-- begin --

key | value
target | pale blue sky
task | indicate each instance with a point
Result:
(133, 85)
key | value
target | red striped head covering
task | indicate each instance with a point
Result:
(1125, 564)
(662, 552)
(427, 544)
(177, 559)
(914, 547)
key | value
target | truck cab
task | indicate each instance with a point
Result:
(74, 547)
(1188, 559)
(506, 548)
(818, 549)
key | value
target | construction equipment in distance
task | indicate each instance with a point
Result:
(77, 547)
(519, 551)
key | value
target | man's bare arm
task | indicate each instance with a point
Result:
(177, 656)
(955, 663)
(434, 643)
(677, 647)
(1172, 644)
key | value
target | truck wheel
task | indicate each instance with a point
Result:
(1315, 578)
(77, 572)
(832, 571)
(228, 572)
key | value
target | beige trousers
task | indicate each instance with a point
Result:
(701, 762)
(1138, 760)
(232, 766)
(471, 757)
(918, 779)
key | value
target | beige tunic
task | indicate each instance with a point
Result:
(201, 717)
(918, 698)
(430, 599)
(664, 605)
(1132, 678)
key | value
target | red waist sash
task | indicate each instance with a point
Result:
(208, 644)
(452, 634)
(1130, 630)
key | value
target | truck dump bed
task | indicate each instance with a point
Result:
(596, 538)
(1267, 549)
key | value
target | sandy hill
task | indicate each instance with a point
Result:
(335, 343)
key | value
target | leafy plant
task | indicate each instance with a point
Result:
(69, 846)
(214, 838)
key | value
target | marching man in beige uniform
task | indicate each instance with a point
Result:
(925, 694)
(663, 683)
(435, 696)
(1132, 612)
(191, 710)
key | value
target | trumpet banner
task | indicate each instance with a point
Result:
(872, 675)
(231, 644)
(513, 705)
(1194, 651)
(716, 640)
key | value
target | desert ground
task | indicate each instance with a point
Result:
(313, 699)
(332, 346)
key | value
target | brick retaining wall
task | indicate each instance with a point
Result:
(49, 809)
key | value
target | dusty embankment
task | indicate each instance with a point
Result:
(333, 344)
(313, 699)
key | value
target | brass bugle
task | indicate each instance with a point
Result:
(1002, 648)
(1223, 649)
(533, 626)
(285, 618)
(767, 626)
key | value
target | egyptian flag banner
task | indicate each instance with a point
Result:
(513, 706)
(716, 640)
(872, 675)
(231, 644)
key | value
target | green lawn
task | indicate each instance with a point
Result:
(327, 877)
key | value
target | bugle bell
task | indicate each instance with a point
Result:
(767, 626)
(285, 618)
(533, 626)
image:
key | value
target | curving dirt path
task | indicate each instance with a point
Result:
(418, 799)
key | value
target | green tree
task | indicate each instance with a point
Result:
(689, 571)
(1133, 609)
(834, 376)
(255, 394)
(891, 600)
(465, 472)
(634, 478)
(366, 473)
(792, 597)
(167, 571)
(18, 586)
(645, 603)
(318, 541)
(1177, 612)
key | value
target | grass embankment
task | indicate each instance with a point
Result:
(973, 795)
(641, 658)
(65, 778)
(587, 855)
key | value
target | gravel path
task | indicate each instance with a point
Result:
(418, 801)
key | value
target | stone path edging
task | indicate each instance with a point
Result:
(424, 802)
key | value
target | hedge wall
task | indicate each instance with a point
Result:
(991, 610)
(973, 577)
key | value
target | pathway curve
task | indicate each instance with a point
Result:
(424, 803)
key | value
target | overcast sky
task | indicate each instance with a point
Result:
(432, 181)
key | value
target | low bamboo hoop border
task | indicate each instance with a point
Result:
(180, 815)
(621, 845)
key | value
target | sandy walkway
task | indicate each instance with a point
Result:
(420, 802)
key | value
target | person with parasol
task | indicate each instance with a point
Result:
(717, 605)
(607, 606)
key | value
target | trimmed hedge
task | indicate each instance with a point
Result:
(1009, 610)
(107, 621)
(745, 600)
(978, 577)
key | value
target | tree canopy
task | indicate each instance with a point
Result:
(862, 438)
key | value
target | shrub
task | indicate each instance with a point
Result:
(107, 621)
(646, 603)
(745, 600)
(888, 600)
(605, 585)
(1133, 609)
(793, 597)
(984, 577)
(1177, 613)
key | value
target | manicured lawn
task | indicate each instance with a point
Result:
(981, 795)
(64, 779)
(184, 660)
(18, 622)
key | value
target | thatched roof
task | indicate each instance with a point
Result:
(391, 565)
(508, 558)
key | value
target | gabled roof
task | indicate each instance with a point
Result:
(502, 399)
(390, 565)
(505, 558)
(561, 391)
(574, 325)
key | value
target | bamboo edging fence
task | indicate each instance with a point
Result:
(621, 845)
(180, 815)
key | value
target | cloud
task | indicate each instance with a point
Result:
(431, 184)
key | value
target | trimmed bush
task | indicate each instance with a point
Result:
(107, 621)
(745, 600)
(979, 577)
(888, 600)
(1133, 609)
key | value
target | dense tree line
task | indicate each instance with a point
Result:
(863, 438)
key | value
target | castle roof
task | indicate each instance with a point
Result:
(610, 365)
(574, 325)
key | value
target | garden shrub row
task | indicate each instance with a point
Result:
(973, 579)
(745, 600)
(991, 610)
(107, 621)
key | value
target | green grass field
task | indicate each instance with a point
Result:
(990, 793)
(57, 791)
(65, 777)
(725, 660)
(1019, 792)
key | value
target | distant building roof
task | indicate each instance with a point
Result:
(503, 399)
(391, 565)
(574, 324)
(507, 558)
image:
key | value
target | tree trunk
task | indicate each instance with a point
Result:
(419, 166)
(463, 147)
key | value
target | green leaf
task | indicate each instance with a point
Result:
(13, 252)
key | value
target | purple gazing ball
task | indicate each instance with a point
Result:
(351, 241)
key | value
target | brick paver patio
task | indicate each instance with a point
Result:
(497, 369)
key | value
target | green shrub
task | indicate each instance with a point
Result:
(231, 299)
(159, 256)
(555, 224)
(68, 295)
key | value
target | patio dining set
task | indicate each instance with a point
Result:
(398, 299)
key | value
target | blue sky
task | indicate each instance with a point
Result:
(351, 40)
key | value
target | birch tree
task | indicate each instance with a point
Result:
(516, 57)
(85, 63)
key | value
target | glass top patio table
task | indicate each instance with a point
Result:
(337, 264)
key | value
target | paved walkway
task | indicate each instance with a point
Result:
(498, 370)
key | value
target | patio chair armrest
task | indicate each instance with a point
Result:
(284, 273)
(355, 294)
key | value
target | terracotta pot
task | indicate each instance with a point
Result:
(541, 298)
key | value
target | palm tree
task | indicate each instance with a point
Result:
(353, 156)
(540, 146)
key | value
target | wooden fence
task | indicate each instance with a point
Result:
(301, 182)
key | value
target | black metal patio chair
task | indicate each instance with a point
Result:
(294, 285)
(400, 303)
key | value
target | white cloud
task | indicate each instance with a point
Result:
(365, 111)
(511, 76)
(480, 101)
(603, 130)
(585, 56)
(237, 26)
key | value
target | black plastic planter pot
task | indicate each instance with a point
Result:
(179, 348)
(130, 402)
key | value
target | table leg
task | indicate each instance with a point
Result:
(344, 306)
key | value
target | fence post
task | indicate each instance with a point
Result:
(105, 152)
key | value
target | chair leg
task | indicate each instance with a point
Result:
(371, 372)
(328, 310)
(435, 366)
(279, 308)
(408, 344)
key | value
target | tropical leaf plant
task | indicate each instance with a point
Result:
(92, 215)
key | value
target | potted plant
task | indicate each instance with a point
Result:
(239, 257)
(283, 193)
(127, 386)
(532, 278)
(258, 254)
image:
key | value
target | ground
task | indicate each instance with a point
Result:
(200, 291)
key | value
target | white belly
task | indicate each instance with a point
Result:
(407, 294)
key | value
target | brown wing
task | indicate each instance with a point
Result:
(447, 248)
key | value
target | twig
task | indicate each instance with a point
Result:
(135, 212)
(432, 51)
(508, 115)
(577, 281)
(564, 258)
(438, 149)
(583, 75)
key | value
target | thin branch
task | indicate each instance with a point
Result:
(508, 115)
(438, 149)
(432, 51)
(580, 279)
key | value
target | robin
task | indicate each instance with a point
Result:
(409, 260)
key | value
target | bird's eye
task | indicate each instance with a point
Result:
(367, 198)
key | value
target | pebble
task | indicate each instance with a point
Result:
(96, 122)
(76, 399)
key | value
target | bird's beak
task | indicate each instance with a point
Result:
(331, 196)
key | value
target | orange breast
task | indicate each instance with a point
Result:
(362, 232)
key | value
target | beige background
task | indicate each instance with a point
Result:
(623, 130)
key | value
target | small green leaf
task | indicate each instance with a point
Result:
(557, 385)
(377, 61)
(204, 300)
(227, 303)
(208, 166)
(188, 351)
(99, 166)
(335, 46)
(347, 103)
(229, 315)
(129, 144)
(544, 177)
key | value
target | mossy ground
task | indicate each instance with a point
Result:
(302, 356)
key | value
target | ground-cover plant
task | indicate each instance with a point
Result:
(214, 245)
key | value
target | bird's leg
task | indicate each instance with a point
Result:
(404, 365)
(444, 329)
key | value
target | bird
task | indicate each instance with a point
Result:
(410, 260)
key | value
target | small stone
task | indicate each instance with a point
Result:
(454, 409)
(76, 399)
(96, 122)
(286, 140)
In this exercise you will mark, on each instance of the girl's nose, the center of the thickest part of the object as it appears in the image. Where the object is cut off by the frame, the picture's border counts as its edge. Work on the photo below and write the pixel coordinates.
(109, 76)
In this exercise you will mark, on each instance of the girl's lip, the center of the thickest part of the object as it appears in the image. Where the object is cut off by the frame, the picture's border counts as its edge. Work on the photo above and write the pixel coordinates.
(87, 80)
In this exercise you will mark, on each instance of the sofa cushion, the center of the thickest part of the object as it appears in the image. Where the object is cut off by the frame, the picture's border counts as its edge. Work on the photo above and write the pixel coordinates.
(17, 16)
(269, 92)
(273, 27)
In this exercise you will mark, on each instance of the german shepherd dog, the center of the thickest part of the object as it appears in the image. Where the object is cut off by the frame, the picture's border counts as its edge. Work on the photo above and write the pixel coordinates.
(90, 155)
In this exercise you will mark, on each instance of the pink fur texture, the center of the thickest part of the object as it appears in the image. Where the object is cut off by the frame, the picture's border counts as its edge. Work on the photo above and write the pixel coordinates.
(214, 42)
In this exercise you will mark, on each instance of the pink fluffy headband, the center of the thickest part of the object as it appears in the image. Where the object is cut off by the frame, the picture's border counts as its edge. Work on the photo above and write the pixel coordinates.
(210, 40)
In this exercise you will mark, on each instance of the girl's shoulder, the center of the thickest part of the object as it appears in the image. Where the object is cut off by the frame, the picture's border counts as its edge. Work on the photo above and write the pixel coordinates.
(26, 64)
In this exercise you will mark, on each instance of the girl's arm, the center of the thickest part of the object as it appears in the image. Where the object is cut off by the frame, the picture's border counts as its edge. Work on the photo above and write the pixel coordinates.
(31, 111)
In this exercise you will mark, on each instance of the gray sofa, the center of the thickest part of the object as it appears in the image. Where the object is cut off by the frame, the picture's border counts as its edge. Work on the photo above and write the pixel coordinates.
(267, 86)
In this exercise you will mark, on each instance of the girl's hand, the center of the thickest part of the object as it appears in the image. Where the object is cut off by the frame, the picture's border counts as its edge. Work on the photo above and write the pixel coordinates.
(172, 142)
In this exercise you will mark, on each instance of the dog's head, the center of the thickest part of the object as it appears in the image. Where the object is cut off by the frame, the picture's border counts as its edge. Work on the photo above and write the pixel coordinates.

-- end --

All lines from the one with "girl's shoulder, the" through the final line above are to be quoted exactly; quote no other line.

In this exercise you will mark, on each instance of the girl's shoulder, the center of the thickest part of the object as it appears in the image. Where the object is cut off by the frame, the picture's border counts as its edge. Work on the photo above and write the pixel coordinates.
(26, 64)
In this exercise you will mark, on each instance of the girl's arm, the center of the thickest part of the object as it appears in the image. Where the object is cut off by the frame, the picture's border counts as its edge. Work on the photo above and write the pixel coordinates.
(31, 111)
In this exercise you will mark, on each instance of the gray sofa, the center of the thickest part of the object as it appears in the image. Where the object is cut off by the frame, the picture's border counts as its edge. Work on the photo above and write the pixel coordinates.
(267, 86)
In this exercise you will mark, on each instance of the girl's hand, the center of the thickest part of the object as it appears in the image. Where the object is cut off by the frame, the picture's border counts as its edge. Work on the photo above and write the pixel coordinates.
(172, 142)
In this exercise you will mark, on each instance of the dog's head, the center of the thickest part of the object as it appears in the image. Where the object is cut off by the frame, the picture's border counts as its edge. Work on the photo above and write the pixel coordinates.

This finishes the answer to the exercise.